:: Extracted records ::
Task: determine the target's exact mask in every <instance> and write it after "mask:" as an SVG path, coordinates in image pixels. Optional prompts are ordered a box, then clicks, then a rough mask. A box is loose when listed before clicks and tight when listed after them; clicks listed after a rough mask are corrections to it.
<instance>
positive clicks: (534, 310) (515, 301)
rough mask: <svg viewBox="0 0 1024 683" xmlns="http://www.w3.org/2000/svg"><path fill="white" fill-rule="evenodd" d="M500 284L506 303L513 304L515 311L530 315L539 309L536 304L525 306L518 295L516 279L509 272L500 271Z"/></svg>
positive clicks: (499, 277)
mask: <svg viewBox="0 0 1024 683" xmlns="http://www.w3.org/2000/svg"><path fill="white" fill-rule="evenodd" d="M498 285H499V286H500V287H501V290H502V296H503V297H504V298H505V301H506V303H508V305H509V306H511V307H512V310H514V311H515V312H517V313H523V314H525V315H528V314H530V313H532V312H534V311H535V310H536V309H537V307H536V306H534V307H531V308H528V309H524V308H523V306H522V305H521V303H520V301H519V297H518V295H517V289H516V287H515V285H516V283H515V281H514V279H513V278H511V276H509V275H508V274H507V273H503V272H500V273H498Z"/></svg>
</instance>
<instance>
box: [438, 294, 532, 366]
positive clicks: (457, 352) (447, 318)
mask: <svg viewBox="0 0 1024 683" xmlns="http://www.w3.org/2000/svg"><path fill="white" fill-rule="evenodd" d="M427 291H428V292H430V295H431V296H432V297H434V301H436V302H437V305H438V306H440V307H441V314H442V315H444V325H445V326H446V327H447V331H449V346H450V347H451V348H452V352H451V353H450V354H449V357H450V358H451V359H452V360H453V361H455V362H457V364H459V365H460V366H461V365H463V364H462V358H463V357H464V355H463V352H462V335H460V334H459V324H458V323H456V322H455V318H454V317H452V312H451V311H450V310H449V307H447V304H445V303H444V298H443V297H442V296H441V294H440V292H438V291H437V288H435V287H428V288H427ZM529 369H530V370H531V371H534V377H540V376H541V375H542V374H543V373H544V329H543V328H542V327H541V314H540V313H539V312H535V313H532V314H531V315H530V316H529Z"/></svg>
:::
▶ [Problem requirements]: Copy each entry above exactly, leaving nothing out.

▶ [Answer box]:
Task: determine the target's exact mask in every <instance> and write it after "mask:" as an SVG path, coordinates in image pixels. Optional prompts are ordered a box, then clicks, then a rough mask. A box is loose when listed before clicks and tight when listed after them; clicks listed after a rough mask are corrections to it.
<instance>
positive clicks: (534, 310) (515, 301)
rough mask: <svg viewBox="0 0 1024 683" xmlns="http://www.w3.org/2000/svg"><path fill="white" fill-rule="evenodd" d="M500 284L506 303L513 304L515 311L530 315L539 309L536 304L525 306L518 295L516 279L509 272L500 271Z"/></svg>
positive clicks: (499, 277)
mask: <svg viewBox="0 0 1024 683" xmlns="http://www.w3.org/2000/svg"><path fill="white" fill-rule="evenodd" d="M498 285H499V286H500V287H501V290H502V296H503V297H504V298H505V301H506V303H508V305H509V306H511V307H512V310H514V311H515V312H517V313H523V314H525V315H528V314H530V313H532V312H534V311H535V310H536V309H537V307H536V306H534V307H531V308H528V309H524V308H523V306H522V305H521V303H520V301H519V297H518V295H517V289H516V287H515V285H516V283H515V281H514V279H513V278H511V276H509V275H508V274H507V273H503V272H500V273H498Z"/></svg>
</instance>
<instance>
box: [438, 294, 532, 366]
positive clicks: (457, 352) (447, 318)
mask: <svg viewBox="0 0 1024 683" xmlns="http://www.w3.org/2000/svg"><path fill="white" fill-rule="evenodd" d="M427 291H428V292H430V295H431V296H432V297H434V301H436V302H437V305H438V306H440V307H441V314H442V315H444V325H445V326H446V327H447V331H449V346H450V347H451V348H452V352H451V353H450V354H449V357H450V358H451V359H452V360H453V361H455V362H457V364H459V365H460V366H461V365H463V364H462V358H463V357H464V355H463V352H462V335H460V334H459V324H458V323H456V322H455V318H454V317H452V312H451V311H450V310H449V307H447V304H445V303H444V298H443V297H442V296H441V294H440V292H438V291H437V288H435V287H428V288H427ZM529 369H530V370H531V371H534V377H540V376H541V375H542V374H543V373H544V329H543V328H542V327H541V314H540V313H539V312H535V313H532V314H531V315H530V316H529Z"/></svg>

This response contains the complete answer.